Provided passage
Segment Open
Memories of Washington – A Brief Reflection

The inauguration of the President of the United States of America is always an event that the world watches with interest. But with the drama of the last few weeks still fresh in our minds, not to mention everything else that has happened over the last twelve months, this particular inauguration was one like no other, in every possible way.

It is fair to say that this year’s event felt especially poignant – and one particular moment that really captured this for me was the brief silence held at Arlington National Cemetery earlier in the day, a place where thousands of America’s heroes have been laid to rest. A moment that was made all the more significant given that Biden’s son, Beau Biden, who served a year-long tour of Iraq in 2008 as a captain in the Delaware National Guard, was laid to rest there after his death from brain cancer in 2015. He was aged just 46.

Perhaps the emotion of the moment was best summed up in the words of Amanda Gorman, the 22-year-old Harvard graduate who was chosen as the youngest inaugural poet in US history, as she read her poem The Hill We Climb:

“When day comes we ask ourselves,
Where can we find light
In this never-ending shade”

And so I find myself fondly reminiscing of my time in Washington back in July 1996. It’s funny how quickly twenty-five years have passed! Back then I was just shy of my 26th birthday, a British tourist on the other side of the pond. That, and a writer in the making, in search of inspiration in the land of the free. And I found inspiration too, from seeing the Declaration of Independence and the Bill of Rights in the National Archives, to sheltering from the rain in the J.Edgar Hoover Building, to name but a few of the sights I managed to take in. The city was, in my eyes, a beautiful place (although the same could not be said of the camping!).

 “Move over Gillian Anderson” reads the note in my journal beneath a picture of a somewhat younger me

If there is one thing that stands out when it comes to America, it is the sheer scale of everything; here’s the Abraham Lincoln memorial, with me for scale. Bear in mind, I’m pretty tall myself!

But what really came back to me today was my own quiet journey to the Arlington National Cemetery. A powerful, peaceful and serene place in which so many tremendous sacrifices are remembered and honoured.

Arlington is, of course, also the final resting place of John F. Kennedy, whose simple grave site, with its eternal flame, cannot fail to make a lasting impression.

I remember well the feelings of sadness and melancholy that I noted in my journal as I look back over those memories – fond memories of a time spent in a truly wonderful country. A country I was meant to be returning to last year as a celebration of my fiftieth birthday.

I guess this particular trip was just not meant to be, a sentiment that so many will share. But despite it all, when I look back and see the America that I remember, it gives me a renewed sense of hope that there will be light at the end of the tunnel.
Segment Closed
Apply what you read
1. According to the Washington reflection, what poem did Amanda Gorman read at the inauguration?
2. Copy the stretch of the Washington reflection from "I guess this" through "of the tunnel." word for word.

Data excerpts
Segment Open
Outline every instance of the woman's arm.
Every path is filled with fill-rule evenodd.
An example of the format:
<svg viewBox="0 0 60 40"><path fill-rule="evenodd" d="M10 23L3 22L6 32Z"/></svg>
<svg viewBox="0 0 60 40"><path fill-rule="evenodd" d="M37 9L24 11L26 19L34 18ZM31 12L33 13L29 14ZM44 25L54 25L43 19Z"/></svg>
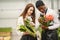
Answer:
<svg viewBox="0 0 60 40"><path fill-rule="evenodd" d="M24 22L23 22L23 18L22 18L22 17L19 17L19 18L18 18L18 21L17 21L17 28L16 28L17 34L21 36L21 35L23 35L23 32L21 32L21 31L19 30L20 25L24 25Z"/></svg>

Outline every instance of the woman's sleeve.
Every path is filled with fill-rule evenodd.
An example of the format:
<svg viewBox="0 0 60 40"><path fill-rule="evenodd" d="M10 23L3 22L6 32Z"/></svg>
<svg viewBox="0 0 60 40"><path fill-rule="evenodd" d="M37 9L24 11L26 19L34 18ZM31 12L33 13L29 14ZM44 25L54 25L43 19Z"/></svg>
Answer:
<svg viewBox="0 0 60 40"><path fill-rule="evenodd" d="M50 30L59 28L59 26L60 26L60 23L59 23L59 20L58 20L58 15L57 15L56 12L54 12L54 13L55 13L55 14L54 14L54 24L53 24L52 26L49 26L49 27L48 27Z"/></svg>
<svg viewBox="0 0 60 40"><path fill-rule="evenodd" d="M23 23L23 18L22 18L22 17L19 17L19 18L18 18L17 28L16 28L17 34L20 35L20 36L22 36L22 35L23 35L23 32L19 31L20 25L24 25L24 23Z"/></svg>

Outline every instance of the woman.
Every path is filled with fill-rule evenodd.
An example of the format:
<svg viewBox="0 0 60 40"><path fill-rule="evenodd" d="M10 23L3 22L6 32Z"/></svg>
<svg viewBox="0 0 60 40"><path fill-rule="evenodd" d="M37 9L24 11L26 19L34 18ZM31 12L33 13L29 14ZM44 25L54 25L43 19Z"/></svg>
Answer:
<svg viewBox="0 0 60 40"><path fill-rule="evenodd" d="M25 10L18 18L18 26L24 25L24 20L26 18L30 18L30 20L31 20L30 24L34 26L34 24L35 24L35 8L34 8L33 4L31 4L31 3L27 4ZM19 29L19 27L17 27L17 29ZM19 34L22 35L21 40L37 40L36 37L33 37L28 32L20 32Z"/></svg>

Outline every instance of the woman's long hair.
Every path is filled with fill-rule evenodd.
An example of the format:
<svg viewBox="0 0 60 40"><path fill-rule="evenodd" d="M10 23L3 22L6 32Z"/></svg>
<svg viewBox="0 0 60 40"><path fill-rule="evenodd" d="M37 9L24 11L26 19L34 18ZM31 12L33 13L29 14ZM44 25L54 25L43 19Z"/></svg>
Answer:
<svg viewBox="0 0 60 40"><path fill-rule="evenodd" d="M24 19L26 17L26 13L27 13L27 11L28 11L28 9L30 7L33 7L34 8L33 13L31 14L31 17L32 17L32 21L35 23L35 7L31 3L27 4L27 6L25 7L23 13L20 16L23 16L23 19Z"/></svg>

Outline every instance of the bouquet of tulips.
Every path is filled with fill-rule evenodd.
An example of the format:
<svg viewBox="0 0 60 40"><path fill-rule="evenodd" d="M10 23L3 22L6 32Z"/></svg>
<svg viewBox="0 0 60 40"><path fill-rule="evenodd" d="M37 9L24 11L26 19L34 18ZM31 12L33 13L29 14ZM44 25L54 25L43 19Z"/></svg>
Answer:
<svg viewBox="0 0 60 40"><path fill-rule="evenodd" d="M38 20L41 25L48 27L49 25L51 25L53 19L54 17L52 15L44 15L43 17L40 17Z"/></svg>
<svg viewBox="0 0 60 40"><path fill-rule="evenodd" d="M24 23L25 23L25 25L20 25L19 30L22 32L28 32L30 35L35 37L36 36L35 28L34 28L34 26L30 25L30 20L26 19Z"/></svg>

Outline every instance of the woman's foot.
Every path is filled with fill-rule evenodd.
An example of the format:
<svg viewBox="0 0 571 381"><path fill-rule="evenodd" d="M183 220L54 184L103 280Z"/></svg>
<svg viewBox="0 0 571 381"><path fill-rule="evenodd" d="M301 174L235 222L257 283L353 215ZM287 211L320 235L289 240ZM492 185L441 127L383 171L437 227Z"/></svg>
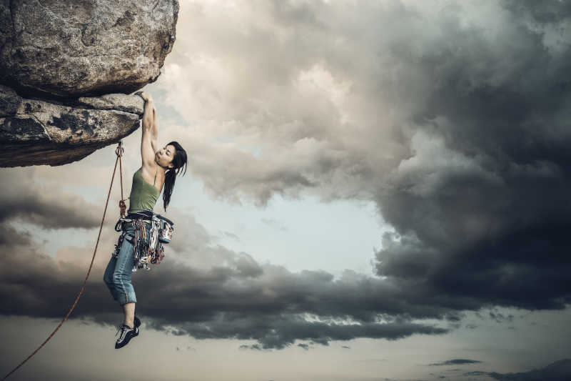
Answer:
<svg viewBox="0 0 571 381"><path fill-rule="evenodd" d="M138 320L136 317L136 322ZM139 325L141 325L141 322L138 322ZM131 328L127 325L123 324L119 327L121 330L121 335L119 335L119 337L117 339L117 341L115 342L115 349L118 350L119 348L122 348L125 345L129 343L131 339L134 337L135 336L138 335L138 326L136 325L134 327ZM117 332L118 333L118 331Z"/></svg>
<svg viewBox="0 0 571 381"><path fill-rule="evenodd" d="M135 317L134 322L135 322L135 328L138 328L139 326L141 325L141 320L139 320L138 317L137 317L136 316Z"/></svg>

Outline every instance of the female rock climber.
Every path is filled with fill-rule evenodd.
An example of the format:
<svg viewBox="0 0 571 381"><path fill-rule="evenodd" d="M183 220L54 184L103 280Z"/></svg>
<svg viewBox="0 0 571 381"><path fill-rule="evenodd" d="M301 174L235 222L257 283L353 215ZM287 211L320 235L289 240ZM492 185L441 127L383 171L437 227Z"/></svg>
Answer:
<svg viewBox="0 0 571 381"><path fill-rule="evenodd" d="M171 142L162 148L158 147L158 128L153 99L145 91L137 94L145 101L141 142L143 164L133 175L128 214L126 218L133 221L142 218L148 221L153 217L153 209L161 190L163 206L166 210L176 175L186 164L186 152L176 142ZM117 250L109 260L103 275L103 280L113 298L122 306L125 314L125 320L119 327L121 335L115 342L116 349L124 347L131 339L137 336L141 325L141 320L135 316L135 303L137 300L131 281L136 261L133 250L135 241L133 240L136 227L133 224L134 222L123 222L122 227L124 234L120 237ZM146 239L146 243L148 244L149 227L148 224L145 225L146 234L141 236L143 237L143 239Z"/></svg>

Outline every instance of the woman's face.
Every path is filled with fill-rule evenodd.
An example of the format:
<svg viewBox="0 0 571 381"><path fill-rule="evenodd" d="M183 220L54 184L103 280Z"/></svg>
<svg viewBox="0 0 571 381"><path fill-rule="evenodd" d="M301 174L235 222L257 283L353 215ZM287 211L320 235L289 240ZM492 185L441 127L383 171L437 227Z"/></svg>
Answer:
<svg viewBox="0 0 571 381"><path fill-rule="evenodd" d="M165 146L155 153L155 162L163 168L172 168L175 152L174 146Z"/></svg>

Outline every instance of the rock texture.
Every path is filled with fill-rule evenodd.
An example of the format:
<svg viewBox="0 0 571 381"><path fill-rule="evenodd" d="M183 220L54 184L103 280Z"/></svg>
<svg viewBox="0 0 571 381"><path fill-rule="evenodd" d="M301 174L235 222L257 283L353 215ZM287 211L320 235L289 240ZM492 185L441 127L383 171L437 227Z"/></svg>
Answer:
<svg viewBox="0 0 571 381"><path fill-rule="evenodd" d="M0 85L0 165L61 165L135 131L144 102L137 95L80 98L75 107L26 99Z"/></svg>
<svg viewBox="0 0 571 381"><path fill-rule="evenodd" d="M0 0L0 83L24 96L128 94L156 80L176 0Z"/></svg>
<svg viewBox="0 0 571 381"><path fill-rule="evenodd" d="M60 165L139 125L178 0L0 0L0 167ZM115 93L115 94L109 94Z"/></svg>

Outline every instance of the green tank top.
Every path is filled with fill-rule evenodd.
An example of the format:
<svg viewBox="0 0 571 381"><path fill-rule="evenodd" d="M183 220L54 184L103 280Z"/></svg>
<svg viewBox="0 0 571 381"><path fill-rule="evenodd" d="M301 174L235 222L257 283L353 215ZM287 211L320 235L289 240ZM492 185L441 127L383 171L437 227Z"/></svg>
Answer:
Segment Closed
Solutions by task
1. The Hill We Climb

2.
I guess this particular trip was just not meant to be, a sentiment that so many will share. But despite it all, when I look back and see the America that I remember, it gives me a renewed sense of hope that there will be light at the end of the tunnel.